* [Fragmento dado]

La radio, en mi camarote, sigue acompañandome. Solamente se sintoniza una emisora en español, se suceden las entrevistas o la música en un programa de tarde al refugio de la tranquilidad de un estudio a demasiados kilómetros de aquí. Hasta hace poco también sonaba música en el equipo del barco pero ahora todo permanece en silencio y se escucha flamear alguna vela que no desea ser bien cazada. De proa a popa nada debe pertubar las instrucciones de navegación dadas a viva voz. Todo debe ser rápido, conciso y claro o puede ser peor. En cubierta hay preocupación una vez quedó inutilizado el timón y nos vemos obligados a llegar con métodos manuales de emergencia. Una T metálica de brazo demasiado corto ofrece la única solución aunque quien la maneje esté vendido a las olas que entran en la bañera. Los mareos se dibujan en las caras de algunos tripulantes y yo pienso una y otra vez en la frase lapidaria, en el consejo de superviviente, que nos ha dado uno de los compañeros: En la mar, en una situación así, cuando piensas que debes hacer algo es que ya lo tenías que haber hecho hace quince segundos. Por supuesto que el margen temporal al que alude es retórico.
La pericia no parece tener efecto por el momento y el barco sigue escorando peligrosamente. Optamos por recoger más trapo pero la vela se ha enganchado y no responde a las maniobras, hay caras de tensión y las corrientes del Estrecho (el séptimo lugar más peligroso del mundo para la
navegación según cuentan los expertos) nos lleva a su antojo alejándonos de la ruta. Con el paso de los minutos la situación mejora lentamente y logramos recoger la vela, la escora va desapareciendo y tenemos que encender el motor para llegar a puerto (todavía demasiado lejano).

* [Líneas de datos]
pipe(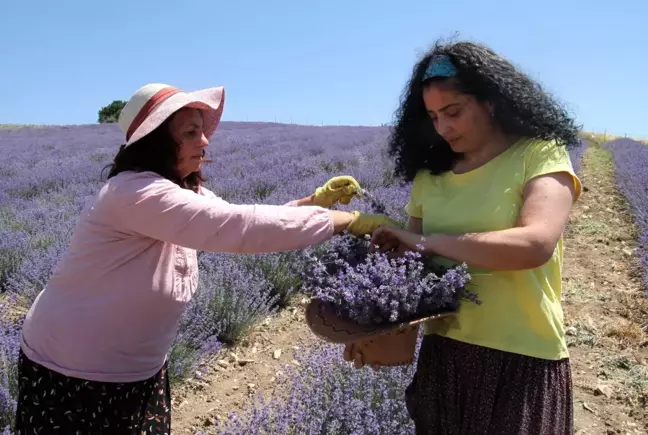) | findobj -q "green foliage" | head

* [Tareas]
**1.** Copie literalmente del fragmento sobre la travesía el pasaje que va desde "La pericia no" hasta "(todavía demasiado lejano).", ambos incluidos.
**2.** Conteste según el fragmento sobre la travesía:
(a) ¿Cuántas emisoras en español se sintonizan en la radio del camarote?
(b) ¿Qué ofrece la única solución una vez inutilizado el timón?
(c) ¿Qué puesto ocupa el Estrecho entre los lugares más peligrosos del mundo para la navegación, según los expertos?
Responda basándose únicamente en el fragmento, sin recurrir al material.

* [Resultados esperados]
**1.**
La pericia no parece tener efecto por el momento y el barco sigue escorando peligrosamente. Optamos por recoger más trapo pero la vela se ha enganchado y no responde a las maniobras, hay caras de tensión y las corrientes del Estrecho (el séptimo lugar más peligroso del mundo para la
navegación según cuentan los expertos) nos lleva a su antojo alejándonos de la ruta. Con el paso de los minutos la situación mejora lentamente y logramos recoger la vela, la escora va desapareciendo y tenemos que encender el motor para llegar a puerto (todavía demasiado lejano).

**2.**
(a) Solamente una.
(b) Una T metálica de brazo demasiado corto.
(c) El séptimo.